Dangast


Trude Rosner-Kasowski und Dangast (1899- 1970)

Ein Plädoyer gegen das Vergessen

 

Die Atmosphäre

Es war die Zeit, als Dangast noch ein Künstlerdorf war, das bedeutenden Malern Raum für das künstlerische Wirken gab. Franz Radziwill, Trude Rosner-Kasowski und später der Fotograf und Maler Willy Hinck hatten in der Folge der deutschen Expressionisten Erich Heckel, Otto Müller, Karl Schmid- R. und Max Pechstein die Landschaft, das Meer und das immer wieder ins Feld geführte Licht zum Plateau für ihre künstlerische Inspiration gemacht. Die Oldenburger Malerin Emma Ritter pflegte bereits um 1910 vor Ort den künstlerischen Dialog mit Schmidt-Rottluff.

Dangast war damals weitestgehend unberührt vom Massentourismus. Man ging ins Kurhaus (wie auch heute noch) oder in die „Möwe“, schräg gegenüber vom Kolonialwarenladen von Ferdinand Pieper, der alles Lebensnotwendige und darüber hinaus bereithielt. DELIAL- Sonnencreme und Capri-Eis waren die begleitenden Klassiker für den Besuch des Gemeindestrandes an der angrenzenden Rennweide, die damals noch zu Recht ihren Namen trug. Als Kind hatte ich dort Pferderennen erlebt. Das Publikum saß an der Böschung mit einem Lunchpaket…

Meine Großeltern wohnten gegenüber von Dr. Hermanns Kinderheim, das später vom Architekten Heinrich Gerdes erworben wurde. Die Hincks kamen des Öfteren auf einen Drink vorbei. Karl-Anton Tapken und „Tante Olga“ waren Institutionen. Es war eine insgesamt friedfertige – ja idyllische Atmosphäre – von Geborgenheit in Familie und Provinz….

_ARBEITSAUFTRAG 1_:
Schreibe die Datenzeilen vom Anfang bis einschließlich der Zeile mit "385,56 -> 800,137" neu und setze dabei "gray roof tile" an die Stelle von "red roof tile". Alles andere bleibt unverändert.

_BEREITGESTELLTE ANGABEN_:
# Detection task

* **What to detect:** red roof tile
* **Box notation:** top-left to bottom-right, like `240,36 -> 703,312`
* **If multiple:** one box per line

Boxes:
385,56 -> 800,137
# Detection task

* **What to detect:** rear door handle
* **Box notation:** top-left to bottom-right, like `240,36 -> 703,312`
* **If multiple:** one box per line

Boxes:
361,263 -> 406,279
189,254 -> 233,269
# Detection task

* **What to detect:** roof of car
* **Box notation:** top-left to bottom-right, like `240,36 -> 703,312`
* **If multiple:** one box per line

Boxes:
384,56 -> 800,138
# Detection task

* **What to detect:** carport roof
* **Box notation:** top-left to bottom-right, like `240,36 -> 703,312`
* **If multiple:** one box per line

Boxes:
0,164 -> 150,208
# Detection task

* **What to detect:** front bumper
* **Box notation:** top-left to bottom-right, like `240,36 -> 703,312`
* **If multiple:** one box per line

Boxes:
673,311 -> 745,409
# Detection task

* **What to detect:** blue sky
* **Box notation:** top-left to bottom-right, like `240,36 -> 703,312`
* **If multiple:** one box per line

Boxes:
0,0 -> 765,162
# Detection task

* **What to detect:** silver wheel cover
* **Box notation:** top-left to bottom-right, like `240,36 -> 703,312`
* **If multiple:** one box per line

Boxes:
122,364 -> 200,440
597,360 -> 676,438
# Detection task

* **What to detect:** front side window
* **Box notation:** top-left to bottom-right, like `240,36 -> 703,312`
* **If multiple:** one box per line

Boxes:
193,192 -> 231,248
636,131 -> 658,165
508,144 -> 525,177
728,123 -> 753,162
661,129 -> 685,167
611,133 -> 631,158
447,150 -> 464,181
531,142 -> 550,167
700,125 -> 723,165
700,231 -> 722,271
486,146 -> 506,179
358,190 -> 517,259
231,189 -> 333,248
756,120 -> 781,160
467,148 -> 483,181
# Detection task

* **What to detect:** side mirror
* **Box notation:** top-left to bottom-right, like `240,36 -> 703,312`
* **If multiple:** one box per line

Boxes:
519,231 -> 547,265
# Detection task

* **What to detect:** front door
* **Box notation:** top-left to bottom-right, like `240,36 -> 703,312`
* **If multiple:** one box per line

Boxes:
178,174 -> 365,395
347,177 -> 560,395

_ARBEITSAUFTRAG 2_:
Fasse den Absatz im Textauszug, der mit „Dangast war damals“ beginnt, als kurze Stichpunktliste zusammen und behalte dabei seine wichtigsten Fakten.

_ANTWORT 1_:
# Detection task

* **What to detect:** gray roof tile
* **Box notation:** top-left to bottom-right, like `240,36 -> 703,312`
* **If multiple:** one box per line

Boxes:
385,56 -> 800,137

_ANTWORT 2_:
- Dangast war damals weitgehend unberührt vom Massentourismus.
- Man ging ins Kurhaus, wie auch heute noch, oder in die „Möwe“.
- Die „Möwe“ lag schräg gegenüber vom Kolonialwarenladen von Ferdinand Pieper, der alles Lebensnotwendige und mehr bereithielt.
- DELIAL-Sonnencreme und Capri-Eis gehörten zum Besuch des Gemeindestrandes an der angrenzenden Rennweide.
- Die Rennweide trug ihren Namen damals noch zu Recht.
- Als Kind erlebte das erzählende Ich dort Pferderennen.
- Das Publikum saß dabei mit einem Lunchpaket an der Böschung.